* BEGIN Exercise materials *

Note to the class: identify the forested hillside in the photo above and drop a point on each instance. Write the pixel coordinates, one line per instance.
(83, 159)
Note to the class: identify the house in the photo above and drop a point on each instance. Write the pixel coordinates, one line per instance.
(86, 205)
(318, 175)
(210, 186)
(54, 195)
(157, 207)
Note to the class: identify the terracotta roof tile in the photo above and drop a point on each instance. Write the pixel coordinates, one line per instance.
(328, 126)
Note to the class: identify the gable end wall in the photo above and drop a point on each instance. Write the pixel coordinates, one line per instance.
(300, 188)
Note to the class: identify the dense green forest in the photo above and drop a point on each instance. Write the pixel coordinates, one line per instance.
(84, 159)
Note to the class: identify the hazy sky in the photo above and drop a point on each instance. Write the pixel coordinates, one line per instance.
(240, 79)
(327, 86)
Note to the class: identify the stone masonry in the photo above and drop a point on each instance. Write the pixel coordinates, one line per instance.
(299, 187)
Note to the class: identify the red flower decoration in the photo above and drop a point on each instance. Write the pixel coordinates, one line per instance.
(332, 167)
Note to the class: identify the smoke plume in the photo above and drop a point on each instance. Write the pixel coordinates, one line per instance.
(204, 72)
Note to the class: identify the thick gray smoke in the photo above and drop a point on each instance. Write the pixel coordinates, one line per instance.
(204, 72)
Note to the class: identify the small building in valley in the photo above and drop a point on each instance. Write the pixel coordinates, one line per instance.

* END Exercise materials *

* **Task to complete**
Quote verbatim the line containing "Note to the class: identify the red" and every line after it through the end of the records above.

* **Response**
Note to the class: identify the red flower decoration in the photo above and drop a point on each instance. Write the pixel coordinates, one line per instance.
(332, 167)
Note to the class: identify the smoke plume in the photo above and drop a point on each instance. Write the pixel coordinates, one line per instance.
(204, 72)
Note to the class: identify the thick gray smoke in the photo above and drop a point on each instance. Write the pixel coordinates, one line per instance.
(204, 72)
Note to the class: identify the small building in valley in the photo above and drop a point on each instance. Write the pixel coordinates, one line per instance.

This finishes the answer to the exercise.